- _Aim_: Take the material below and write it all out again exactly.

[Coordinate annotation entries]
————————
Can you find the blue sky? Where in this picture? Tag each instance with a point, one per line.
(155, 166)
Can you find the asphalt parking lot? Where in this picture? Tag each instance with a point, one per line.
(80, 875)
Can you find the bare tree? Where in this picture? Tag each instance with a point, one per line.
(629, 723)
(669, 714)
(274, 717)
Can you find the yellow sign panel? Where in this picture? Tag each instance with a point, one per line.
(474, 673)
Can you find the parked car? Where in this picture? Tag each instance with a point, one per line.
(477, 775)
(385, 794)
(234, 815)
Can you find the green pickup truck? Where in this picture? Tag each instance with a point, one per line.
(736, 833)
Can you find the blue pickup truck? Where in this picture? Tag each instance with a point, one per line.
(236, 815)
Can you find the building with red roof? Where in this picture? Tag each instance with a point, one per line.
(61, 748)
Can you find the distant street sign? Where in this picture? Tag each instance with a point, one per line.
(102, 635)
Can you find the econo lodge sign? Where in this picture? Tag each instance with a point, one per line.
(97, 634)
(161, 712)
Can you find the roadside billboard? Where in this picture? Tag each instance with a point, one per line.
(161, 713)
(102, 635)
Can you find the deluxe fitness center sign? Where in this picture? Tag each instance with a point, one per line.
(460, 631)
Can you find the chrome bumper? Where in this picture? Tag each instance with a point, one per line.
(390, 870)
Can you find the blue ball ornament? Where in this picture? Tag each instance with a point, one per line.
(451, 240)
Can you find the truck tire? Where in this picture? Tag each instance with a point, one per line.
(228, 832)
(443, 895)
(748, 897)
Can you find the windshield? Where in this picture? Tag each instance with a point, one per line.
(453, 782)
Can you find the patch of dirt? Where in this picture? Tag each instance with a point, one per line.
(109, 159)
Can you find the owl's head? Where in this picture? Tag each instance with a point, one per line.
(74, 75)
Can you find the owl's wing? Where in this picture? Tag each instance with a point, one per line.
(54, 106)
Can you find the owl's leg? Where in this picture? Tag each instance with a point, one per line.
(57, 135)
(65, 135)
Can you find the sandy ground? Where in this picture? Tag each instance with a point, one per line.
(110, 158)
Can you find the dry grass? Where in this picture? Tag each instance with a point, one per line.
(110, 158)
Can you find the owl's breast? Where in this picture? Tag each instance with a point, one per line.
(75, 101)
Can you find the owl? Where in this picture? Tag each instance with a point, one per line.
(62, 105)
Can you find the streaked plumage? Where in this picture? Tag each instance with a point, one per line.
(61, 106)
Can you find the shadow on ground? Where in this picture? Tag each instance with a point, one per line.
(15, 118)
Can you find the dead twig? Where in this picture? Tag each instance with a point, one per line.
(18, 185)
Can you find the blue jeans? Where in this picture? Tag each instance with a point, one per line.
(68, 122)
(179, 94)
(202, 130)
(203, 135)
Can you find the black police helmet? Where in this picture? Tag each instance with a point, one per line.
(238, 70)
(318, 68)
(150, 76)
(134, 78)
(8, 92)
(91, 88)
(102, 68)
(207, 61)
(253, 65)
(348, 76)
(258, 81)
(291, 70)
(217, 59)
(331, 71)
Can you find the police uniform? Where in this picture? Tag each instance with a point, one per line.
————————
- _Complete answer_:
Can you find the blue sky? Where in this picture? Tag each instance with a point, one per line.
(155, 166)
Can you find the asphalt parking lot? Where in this picture? Tag each instance with a point, one per line.
(80, 875)
Can you find the bare tree? Where in this picture? Tag each instance with a point, one per line.
(629, 723)
(669, 714)
(274, 717)
Can you find the yellow sign panel? Where in this picture? Tag each instance with a point, one per line.
(474, 673)
Can you find the parked car? Where in this picture? Tag each instance with a point, one per line.
(477, 775)
(385, 794)
(234, 815)
Can you find the green pickup truck? Where in this picture? Tag each instance with a point, one per line.
(736, 833)
Can you find the blue pickup truck? Where in this picture? Tag each instance with a point, one per line.
(236, 815)
Can you find the building with red roof? Where in this picture? Tag each instance with a point, one per line.
(61, 748)
Can you find the distant street sign? Where in this picture? Tag each instance with a point, one per line.
(102, 635)
Can you find the econo lodge sign? Where in this picture? Tag each instance with a point, one per line.
(97, 634)
(161, 712)
Can you find the roadside billboard? Where in this picture? Tag each instance with a point, one per line.
(161, 713)
(102, 635)
Can you find the deluxe fitness center sign? Where in this picture? Tag each instance with a point, one per line.
(460, 631)
Can you find the chrome bumper? Where in this picture? Tag each instance with a point, one per line.
(390, 870)
Can you find the blue ball ornament? Where in this picture? Tag each instance with a point, one per line.
(451, 240)
Can you find the truck tire? Where in this picture? Tag each instance with a point, one per line.
(228, 832)
(443, 895)
(748, 897)
Can you find the windshield? Where in this picture? Tag each instance with a point, one per line.
(453, 782)
Can you find the patch of dirt? Where in this picture? Tag each instance with a point, one per line.
(109, 159)
Can you find the owl's head? Where in this picture? Tag each instance with a point, one per line.
(74, 75)
Can you find the owl's wing? Where in this picture? Tag each instance with a point, one per line.
(54, 106)
Can you find the owl's leg? Where in this picture? Tag each instance with a point, one per line.
(57, 135)
(65, 135)
Can you find the sandy ground? Where in this picture? Tag each instance with a point, one per line.
(110, 158)
Can you find the dry grass? Where in this picture? Tag each instance with a point, one per line.
(110, 158)
Can you find the owl's breast? Where in this picture? Tag each instance with a point, one per line.
(75, 101)
Can you find the owl? Where in this picture? Tag each instance with a point, one per line.
(62, 105)
Can you find the streaked plumage? Where in this picture? Tag each instance with a point, one per line.
(61, 106)
Can you find the shadow on ground? Where in this picture? Tag each instance with a point, one per line.
(15, 118)
Can you find the dead twig? Where in this picture? Tag each instance with a point, one per line.
(18, 185)
Can you find the blue jeans? Where in this picture? Tag each instance with a point, one per line.
(68, 122)
(179, 94)
(202, 130)
(203, 135)
Can you find the black police helmet? Where in this picture? Tag each instance with a point, one per line.
(238, 70)
(318, 68)
(150, 76)
(134, 78)
(8, 92)
(91, 88)
(102, 68)
(207, 61)
(253, 65)
(348, 76)
(258, 81)
(291, 70)
(217, 59)
(331, 71)
Can you find the police uniform? Where in this picture? Tag each instance with a point, one per line.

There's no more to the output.